### TASK OBJECTIVE
Write out, exactly as they appear, only the lines running from the line with "indicate the yard" to the final line of the listing; include both.
Start of MATERIAL PROVIDED
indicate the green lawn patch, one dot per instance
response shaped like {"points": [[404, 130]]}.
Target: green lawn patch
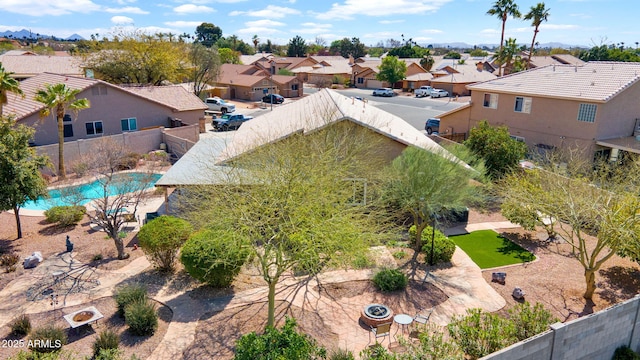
{"points": [[488, 249]]}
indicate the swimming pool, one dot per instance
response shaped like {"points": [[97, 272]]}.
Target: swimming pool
{"points": [[90, 191]]}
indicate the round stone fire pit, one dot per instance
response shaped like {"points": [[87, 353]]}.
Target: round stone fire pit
{"points": [[376, 314]]}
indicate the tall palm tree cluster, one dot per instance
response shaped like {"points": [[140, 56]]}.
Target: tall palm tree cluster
{"points": [[503, 9]]}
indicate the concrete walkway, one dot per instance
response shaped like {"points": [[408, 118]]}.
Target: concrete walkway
{"points": [[462, 283]]}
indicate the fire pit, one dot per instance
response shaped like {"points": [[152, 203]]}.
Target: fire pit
{"points": [[376, 314]]}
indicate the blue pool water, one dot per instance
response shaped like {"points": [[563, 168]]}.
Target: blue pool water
{"points": [[90, 191]]}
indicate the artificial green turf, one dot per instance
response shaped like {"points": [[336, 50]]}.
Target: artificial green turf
{"points": [[488, 249]]}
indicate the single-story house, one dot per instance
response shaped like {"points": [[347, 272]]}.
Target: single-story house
{"points": [[114, 109]]}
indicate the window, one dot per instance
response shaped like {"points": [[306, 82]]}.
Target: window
{"points": [[491, 101], [523, 104], [67, 128], [587, 112], [99, 90], [94, 128], [130, 124]]}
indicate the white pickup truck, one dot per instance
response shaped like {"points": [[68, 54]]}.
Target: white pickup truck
{"points": [[423, 91], [218, 105]]}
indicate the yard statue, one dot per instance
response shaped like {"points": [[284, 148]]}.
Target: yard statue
{"points": [[69, 245]]}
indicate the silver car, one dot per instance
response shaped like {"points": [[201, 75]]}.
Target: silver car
{"points": [[439, 93]]}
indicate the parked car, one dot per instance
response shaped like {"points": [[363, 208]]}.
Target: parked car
{"points": [[423, 91], [439, 93], [273, 99], [219, 105], [229, 121], [384, 92], [432, 125]]}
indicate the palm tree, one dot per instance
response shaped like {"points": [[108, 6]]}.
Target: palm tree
{"points": [[60, 97], [507, 54], [537, 14], [502, 9], [256, 41], [7, 85]]}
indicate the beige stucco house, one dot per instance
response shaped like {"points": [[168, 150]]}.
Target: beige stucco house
End of MATERIAL PROVIDED
### SOLUTION
indicate the yard statue, one dot per instance
response shaped like {"points": [[284, 148]]}.
Target: yard statue
{"points": [[69, 245]]}
indicate the silver car, one dot per instance
response shaped like {"points": [[201, 75]]}.
Target: silver car
{"points": [[439, 93]]}
indicate the parked car, one dot per instance
response shaped like {"points": [[363, 208]]}.
Target: parked car
{"points": [[423, 91], [439, 93], [273, 99], [219, 105], [229, 121], [384, 92], [432, 125]]}
indicate the palm tree, one dot per instance
response shaped like {"points": [[108, 6]]}.
Target: palm tree
{"points": [[60, 97], [507, 54], [537, 14], [502, 9], [256, 41], [7, 85]]}
indicate the beige stucco house, one dot per instance
response shaped like {"points": [[168, 150]]}.
Target: beige stucco house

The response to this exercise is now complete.